--- WORK TO COMPLETE ---
List each line of the listing below that contains the string "greenhouse", copying the lines in full. Treat uppercase and lowercase letters as distinct.

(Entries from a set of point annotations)
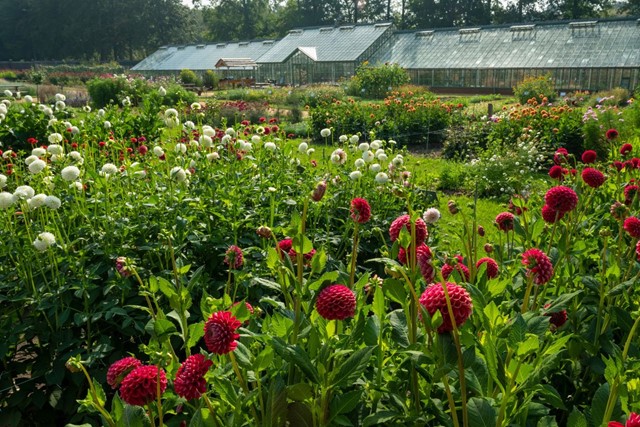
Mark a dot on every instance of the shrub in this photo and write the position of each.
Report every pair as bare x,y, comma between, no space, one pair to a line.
537,88
190,77
376,81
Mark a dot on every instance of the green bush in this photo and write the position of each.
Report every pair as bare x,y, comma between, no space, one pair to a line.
210,79
537,88
189,77
375,82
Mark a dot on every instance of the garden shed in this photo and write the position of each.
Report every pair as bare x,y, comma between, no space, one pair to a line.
323,54
579,55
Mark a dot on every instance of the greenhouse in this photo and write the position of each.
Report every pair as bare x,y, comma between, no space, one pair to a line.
578,55
584,55
230,59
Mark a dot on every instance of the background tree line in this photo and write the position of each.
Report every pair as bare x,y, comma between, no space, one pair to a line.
104,30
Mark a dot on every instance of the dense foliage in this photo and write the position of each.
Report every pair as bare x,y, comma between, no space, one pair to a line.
156,269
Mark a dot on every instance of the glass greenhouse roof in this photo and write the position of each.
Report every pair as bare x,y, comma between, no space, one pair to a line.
201,56
582,44
326,44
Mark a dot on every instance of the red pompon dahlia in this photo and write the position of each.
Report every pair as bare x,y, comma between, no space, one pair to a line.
612,134
557,318
630,193
551,215
589,156
561,156
119,369
405,221
504,221
233,257
426,267
220,332
422,248
492,267
336,302
557,172
360,210
141,385
433,299
189,382
538,266
593,177
626,149
561,198
632,226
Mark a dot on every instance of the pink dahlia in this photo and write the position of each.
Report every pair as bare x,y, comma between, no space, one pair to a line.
551,215
589,156
433,299
504,221
119,369
405,221
538,266
189,382
336,302
561,198
593,177
557,172
492,267
626,149
220,332
360,210
632,226
140,387
233,257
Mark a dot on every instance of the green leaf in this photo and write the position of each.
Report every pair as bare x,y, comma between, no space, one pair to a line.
351,369
599,403
576,419
345,403
196,331
372,330
399,331
481,413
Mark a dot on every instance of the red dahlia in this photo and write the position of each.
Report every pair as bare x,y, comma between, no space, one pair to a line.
220,332
360,210
141,385
405,221
551,215
589,156
233,257
504,221
433,299
492,266
626,149
538,266
561,156
593,177
632,226
190,382
336,302
561,198
118,370
557,172
612,134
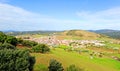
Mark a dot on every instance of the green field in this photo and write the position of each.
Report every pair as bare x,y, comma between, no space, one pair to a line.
81,60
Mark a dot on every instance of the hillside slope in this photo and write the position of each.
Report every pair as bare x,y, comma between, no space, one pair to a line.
79,34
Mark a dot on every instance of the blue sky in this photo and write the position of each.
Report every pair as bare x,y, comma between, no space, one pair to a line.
24,15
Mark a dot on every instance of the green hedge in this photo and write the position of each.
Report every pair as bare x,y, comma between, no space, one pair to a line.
16,60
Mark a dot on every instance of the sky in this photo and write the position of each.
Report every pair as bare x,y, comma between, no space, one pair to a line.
29,15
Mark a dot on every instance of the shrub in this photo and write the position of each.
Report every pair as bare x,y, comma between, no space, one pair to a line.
55,66
29,43
7,46
42,48
2,37
16,60
12,40
73,68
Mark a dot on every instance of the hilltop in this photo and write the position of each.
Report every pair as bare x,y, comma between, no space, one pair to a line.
79,34
108,32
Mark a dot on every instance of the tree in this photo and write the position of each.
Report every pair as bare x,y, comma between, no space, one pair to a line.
16,60
12,40
42,48
55,66
73,68
7,46
2,37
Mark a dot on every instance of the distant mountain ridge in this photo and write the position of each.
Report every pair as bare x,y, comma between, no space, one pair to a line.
109,32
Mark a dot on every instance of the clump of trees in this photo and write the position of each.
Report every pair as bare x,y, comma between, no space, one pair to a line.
12,59
41,48
16,60
54,65
7,46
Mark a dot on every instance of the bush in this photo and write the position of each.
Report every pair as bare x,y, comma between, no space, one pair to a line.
55,66
7,46
29,43
2,37
12,40
16,60
73,68
42,48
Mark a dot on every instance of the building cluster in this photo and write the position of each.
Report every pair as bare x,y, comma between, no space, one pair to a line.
52,40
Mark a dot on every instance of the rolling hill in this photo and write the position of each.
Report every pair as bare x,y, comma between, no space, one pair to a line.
80,34
112,33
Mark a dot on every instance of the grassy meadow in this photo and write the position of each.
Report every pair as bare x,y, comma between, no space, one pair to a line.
82,60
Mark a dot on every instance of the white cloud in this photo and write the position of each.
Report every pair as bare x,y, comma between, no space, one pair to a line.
106,19
106,16
20,19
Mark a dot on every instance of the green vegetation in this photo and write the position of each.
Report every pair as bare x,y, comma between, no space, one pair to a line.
2,37
15,60
73,68
12,59
12,40
41,48
83,60
29,43
7,46
55,65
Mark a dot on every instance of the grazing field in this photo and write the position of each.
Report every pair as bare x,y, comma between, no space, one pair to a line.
82,60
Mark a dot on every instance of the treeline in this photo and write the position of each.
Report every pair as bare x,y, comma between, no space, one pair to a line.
14,33
13,59
111,33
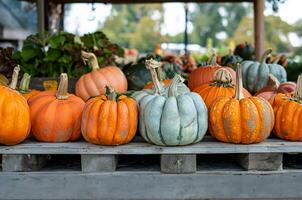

--- ANSWER BELOW ---
Mark a dot on every instance of the greenhouse in this photo and write the position of each.
Mark a dot on every instance of the glass greenhouse roof in this photo and write the position of each.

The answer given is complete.